— Exercise —
Reproduce the records below word for word, leaving out the pictures.

— Supplied records —
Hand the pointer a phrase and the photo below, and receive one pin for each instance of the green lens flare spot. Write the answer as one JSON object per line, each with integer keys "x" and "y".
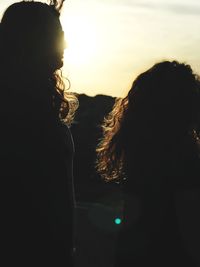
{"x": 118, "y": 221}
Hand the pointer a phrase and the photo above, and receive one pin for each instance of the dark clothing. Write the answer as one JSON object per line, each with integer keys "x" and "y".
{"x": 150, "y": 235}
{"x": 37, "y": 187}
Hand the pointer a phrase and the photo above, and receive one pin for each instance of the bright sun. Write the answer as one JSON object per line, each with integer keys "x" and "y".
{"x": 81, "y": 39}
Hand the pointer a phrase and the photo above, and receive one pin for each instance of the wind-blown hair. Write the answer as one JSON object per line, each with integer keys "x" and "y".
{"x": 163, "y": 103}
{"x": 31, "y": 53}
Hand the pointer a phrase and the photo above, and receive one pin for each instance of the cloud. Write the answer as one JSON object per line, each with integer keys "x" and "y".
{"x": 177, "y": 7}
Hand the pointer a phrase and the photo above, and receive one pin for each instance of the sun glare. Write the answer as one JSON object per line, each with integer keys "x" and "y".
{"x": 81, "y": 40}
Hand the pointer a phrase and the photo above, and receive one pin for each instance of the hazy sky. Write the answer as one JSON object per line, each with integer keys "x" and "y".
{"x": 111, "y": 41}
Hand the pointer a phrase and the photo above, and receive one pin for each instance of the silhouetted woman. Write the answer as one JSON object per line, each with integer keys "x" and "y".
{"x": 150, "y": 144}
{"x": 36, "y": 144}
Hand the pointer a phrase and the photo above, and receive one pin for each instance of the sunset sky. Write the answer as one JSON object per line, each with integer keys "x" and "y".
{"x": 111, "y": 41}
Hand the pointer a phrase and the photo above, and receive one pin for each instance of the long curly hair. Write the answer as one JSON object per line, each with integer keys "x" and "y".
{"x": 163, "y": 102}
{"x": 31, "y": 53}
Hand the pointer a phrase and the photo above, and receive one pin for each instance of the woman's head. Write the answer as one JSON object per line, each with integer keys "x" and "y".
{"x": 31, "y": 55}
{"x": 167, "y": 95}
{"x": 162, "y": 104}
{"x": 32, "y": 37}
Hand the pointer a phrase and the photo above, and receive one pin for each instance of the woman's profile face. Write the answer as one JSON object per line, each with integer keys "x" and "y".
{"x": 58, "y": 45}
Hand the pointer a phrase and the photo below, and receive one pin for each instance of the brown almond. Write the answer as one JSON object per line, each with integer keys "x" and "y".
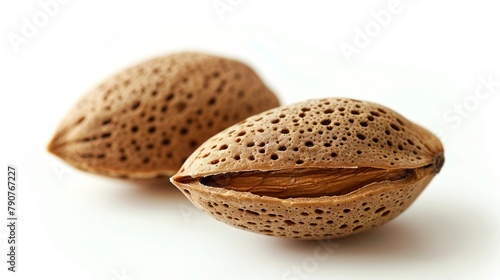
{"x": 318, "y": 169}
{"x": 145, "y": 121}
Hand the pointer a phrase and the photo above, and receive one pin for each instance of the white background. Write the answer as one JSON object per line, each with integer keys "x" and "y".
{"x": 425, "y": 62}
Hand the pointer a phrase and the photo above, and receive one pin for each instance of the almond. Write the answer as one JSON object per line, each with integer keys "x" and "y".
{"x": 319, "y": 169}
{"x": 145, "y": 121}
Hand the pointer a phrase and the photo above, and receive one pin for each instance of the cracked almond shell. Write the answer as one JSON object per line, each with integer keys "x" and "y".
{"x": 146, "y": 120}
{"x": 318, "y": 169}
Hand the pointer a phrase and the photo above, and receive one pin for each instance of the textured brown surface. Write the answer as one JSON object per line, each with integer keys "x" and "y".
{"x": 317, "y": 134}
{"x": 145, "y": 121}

— Exercise result —
Hand the pointer a phrase and the photo below, and receive one pin for each instance of the green lens flare spot. Write the answer as one JSON object per line, each with integer keys "x" and "y".
{"x": 118, "y": 221}
Hand the pointer a phrase and the photo above, and receive one pin for each instance of the dark clothing. Write the answer as one JSON object per line, each with integer keys "x" and "y".
{"x": 150, "y": 235}
{"x": 37, "y": 187}
Hand the pointer a phrase and the photo above, and receive one pin for each instance of the bright sun. Write the answer as one JSON object per line, each with integer keys "x" and "y".
{"x": 81, "y": 39}
Hand the pointer a phrase and the photo above, and receive one pin for each instance of the wind-blown hair. Write the answer as one JSON object per line, each with integer keys "x" and "y".
{"x": 163, "y": 103}
{"x": 31, "y": 53}
Hand the pointer a phrase and the photo above, and receive one pin for each instance of the cloud. Write the answer as one JSON object per line, each with integer keys "x" and "y".
{"x": 177, "y": 7}
Hand the pointer a phrase and the photo above, and receive one pin for each instance of the sun glare. Write the answer as one JSON object per line, each with integer keys "x" and "y".
{"x": 81, "y": 40}
Hand the pointer a phrase and the photo above, and receive one pin for each instance of the hazy sky. Write the answer as one JSON object per line, each with integer keys "x" and "y".
{"x": 111, "y": 41}
Hand the pointer a phrase and the photo above, and receive one pin for each instance of the silhouetted woman. Write the answer as one JSON object per line, each with integer keys "x" and "y".
{"x": 150, "y": 144}
{"x": 36, "y": 144}
Hand the pointer a phrase and the photo above, and receive one pin for each instance of the sunset sky. Write the answer as one JSON object per line, each with integer keys "x" and "y".
{"x": 111, "y": 41}
Hand the pointer a phrase and the photo above, and receive one pin for each instance of the long curly hair. Write the answer as one JSON object per line, each with integer keys "x" and "y".
{"x": 163, "y": 102}
{"x": 31, "y": 53}
Hand the pointer a phrase and the photo above, and receive one pin for each instance of the woman's head. Write the answer as one JSON object per line, each with integer keys "x" and "y".
{"x": 31, "y": 55}
{"x": 167, "y": 95}
{"x": 162, "y": 104}
{"x": 32, "y": 37}
Hand the pointer a phrase and the photo above, and receive one pin for each instance of the woman's profile face. Write the answer as one JSON object per line, each with integer keys "x" and "y".
{"x": 58, "y": 45}
Hand the pointer a phrase and the photo below, and receive one pin for each instance of the brown almond. Write the answer as one JSON object per line, each with integer keys "x" and "y".
{"x": 318, "y": 169}
{"x": 145, "y": 121}
Hand the pointer a phrase and the photo above, and receive one pin for each instance of the white background. Write the answer as one JSON object per line, each with integer keys "x" and "y".
{"x": 425, "y": 62}
Hand the pointer a phrase and the photo above, and receive one pin for each instance of the almond. Write the answer as one JSON object per line, each with integer keys "x" and "y".
{"x": 319, "y": 169}
{"x": 145, "y": 121}
Hand the pointer a phrase and the photo above, and receive one pin for each instance of the cracked almond shell. Write the answer as one JSON object per line, each with integer keys "x" and "y".
{"x": 146, "y": 120}
{"x": 318, "y": 169}
Hand the pointer a phrase and the photo above, and receive one pin for each instance of the textured brown surface. Write the answer as one JSON object per line, each with integer keys "x" and "y".
{"x": 317, "y": 134}
{"x": 145, "y": 121}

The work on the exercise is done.